TASK BRIEF: Output each line of the data below exactly, omitting any image.

DATASET:
+--

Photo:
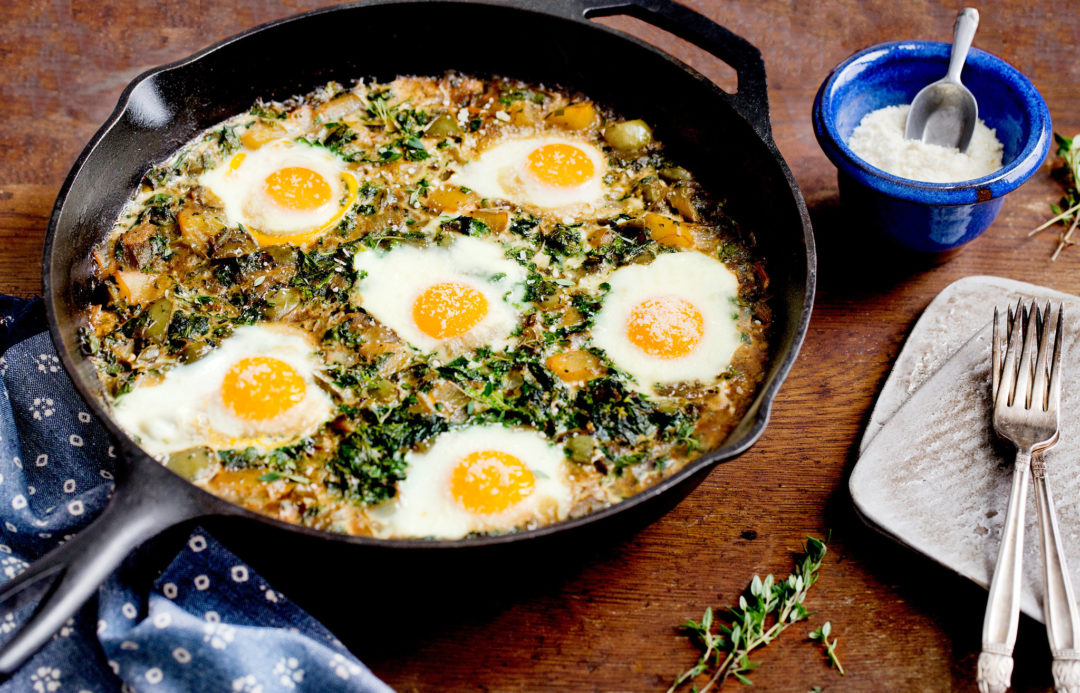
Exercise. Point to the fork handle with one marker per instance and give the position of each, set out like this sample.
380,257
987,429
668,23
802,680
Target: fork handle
1058,603
1002,607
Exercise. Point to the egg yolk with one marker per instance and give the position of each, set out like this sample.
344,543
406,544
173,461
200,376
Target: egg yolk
561,165
298,188
448,309
665,327
489,481
261,388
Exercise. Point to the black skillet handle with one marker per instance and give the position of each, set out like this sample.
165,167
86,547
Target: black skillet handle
148,499
752,98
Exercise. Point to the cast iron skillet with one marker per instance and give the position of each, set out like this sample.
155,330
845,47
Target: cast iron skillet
725,138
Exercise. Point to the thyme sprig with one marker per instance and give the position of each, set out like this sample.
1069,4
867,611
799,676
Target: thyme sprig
1067,211
766,610
821,635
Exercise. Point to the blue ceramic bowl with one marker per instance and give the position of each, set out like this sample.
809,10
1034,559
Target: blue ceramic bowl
928,217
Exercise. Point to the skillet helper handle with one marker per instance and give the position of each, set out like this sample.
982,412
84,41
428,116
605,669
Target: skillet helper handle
147,500
1002,606
752,98
1058,602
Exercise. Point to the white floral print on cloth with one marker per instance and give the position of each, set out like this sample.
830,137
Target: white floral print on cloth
207,623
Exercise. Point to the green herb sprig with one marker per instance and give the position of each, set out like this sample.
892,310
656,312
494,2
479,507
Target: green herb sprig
1067,211
766,610
821,635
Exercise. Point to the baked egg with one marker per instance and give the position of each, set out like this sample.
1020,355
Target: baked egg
670,321
257,389
283,192
475,479
446,299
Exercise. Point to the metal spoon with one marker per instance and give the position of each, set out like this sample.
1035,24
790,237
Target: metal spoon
945,112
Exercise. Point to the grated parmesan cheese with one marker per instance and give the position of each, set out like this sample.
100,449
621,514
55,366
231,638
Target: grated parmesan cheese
879,141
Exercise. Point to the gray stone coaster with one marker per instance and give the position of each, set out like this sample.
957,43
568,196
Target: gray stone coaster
930,473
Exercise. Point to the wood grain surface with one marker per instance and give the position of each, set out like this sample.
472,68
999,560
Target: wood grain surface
607,622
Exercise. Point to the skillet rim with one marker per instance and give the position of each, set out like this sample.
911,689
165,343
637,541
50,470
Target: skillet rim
130,454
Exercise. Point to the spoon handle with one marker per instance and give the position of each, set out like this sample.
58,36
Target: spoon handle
963,34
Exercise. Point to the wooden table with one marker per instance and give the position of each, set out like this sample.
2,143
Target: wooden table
904,624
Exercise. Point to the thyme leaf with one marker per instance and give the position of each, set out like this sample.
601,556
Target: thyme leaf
821,635
1067,211
765,610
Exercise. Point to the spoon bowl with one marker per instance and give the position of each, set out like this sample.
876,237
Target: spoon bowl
945,112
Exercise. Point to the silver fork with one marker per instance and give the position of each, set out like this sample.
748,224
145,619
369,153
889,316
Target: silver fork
1026,404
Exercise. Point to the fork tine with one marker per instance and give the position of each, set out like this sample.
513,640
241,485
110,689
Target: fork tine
1026,370
1008,385
1039,386
996,356
1054,398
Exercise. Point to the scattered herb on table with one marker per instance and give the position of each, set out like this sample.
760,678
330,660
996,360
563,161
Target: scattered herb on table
821,635
1067,211
765,611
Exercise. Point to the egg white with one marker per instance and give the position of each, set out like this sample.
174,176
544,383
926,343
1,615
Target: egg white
240,184
392,281
501,172
185,408
424,506
710,286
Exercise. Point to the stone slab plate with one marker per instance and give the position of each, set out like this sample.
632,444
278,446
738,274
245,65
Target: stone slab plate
931,473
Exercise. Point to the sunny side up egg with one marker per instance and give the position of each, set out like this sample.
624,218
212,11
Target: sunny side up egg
445,299
670,321
476,479
257,389
548,173
283,192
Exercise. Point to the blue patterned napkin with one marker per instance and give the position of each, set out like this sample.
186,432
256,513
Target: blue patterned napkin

+--

ANSWER TO THIS TASK:
Photo:
Exercise. Point to the fork handle with one marker per instance and give the position of each, set out like this sample.
380,257
987,429
668,23
802,680
Target: fork handle
1058,603
1002,607
Exercise. Point to the egg yolk with one marker per instance and give the position of each, set out like this sample.
344,543
406,544
173,461
200,376
Target: egg yolk
561,165
298,188
448,309
665,327
489,481
261,388
Exercise. Point to the black skillet handle with one marker per instance and give the position of each, set out like this sample.
165,167
86,547
Target: black skillet handle
148,499
752,98
Exercise. Point to the cast iron skillet with one marker per instance and give the position of each, set out like this sample.
155,330
845,47
Target: cast iron skillet
725,138
Exercise. Point to the thyme sprig with one marker per instance and give the position of each, set out like this sample.
1069,4
867,611
799,676
Target: thyme sprig
1067,211
766,610
821,635
Exercise. Point to the blue ceramic bowl with one marker per instance and give the position of each, set out like this sample.
809,10
1034,559
Target: blue ceramic bowl
928,217
Exercise. Point to the skillet helper handle with one marker per instance and give the position of each, set out like this sample.
982,412
84,41
428,116
605,669
Target: skillet helper handle
147,500
1002,606
752,98
1058,602
Exercise. Point to the white floral print on cloth with one marker per instance and give the position of each, set out like this sample.
830,137
Target: white floral print on cloth
207,623
Exercise. Point to the green herb sprig with one marker per instance and give the position of each, set out like this sample.
892,310
656,312
494,2
479,507
Target: green herb sprig
1067,211
766,610
821,635
Exercise. Point to the baked egg with one marker per instance and give the position of each, set out like this sample.
1020,355
Target: baked egg
670,321
257,389
283,192
475,479
446,299
Exercise. Point to the metal spoon with one marker per instance and give the position of each, set out like this sample.
1035,24
790,237
Target: metal spoon
945,112
Exercise. Point to the grated parmesan cheese with one marker per instance and give the position of each, set out like this sample.
100,449
621,514
55,366
231,638
Target: grated parmesan cheese
879,141
Exercise. Point to the gray stone coaster with one marker per instance and give the position of each, set out like this sample.
957,43
568,196
Target: gray stone coaster
930,473
Exercise. Point to the wood grain surface with one marker per instance and give the position of each, set out like this sample.
472,68
999,560
Target: wood grain surface
607,622
Exercise. Point to the skillet rim with one marker per instance and give the position of each, set out like this sample.
911,689
165,343
637,541
50,470
Target: skillet rim
130,454
Exercise. Point to the spoon handle with one marker per instance and give the position of each, set out like this sample.
58,36
Target: spoon handle
963,34
Exercise. Point to the wooden table with one marker per instance and give the position of each, set out like this sample.
2,143
Target: wooden table
904,624
Exercise. Point to the thyme leaf with one marker per instance and give the position of each, set out like this sample.
601,556
Target: thyme leaf
821,635
1067,211
765,610
Exercise. Point to the spoon bowl with one marker per instance and give the position of each, set out like this sample.
876,237
Target: spoon bowl
945,112
Exercise. Point to the silver fork with one marker per instance and give the position of each, set out like this sample.
748,224
145,619
369,153
889,316
Target: silver fork
1026,404
Exercise. Point to the fork tine with one marker per instance and give the position of each, set out like this sample.
513,640
241,485
110,689
Target: fork tine
1026,370
1008,385
1039,386
996,356
1054,398
Exercise. Point to the scattered herb on table with one marker per instance and give the position of each, set out like this sample.
760,678
330,660
996,360
563,161
Target: scattered herb on table
821,635
1067,211
765,611
Exercise. Point to the egg white with one marker per instance and give the position of each, set out like this sample.
174,176
544,383
926,343
1,615
Target: egg white
240,184
392,281
501,172
185,408
424,506
710,286
Exercise. Point to the stone slab plate with one marker per instance and give the position of each, set out like this sample.
632,444
278,446
738,274
245,65
Target: stone slab plate
931,473
Exercise. Point to the sunny side up egg with one marker per instance and give the position of each, set out like this sample.
624,218
212,11
Target: sunny side up egg
445,299
670,321
476,479
257,389
548,173
283,192
Exercise. Point to the blue patterned napkin with one marker per instance and give the position of each, set out like this sample.
186,432
256,513
Target: blue patterned napkin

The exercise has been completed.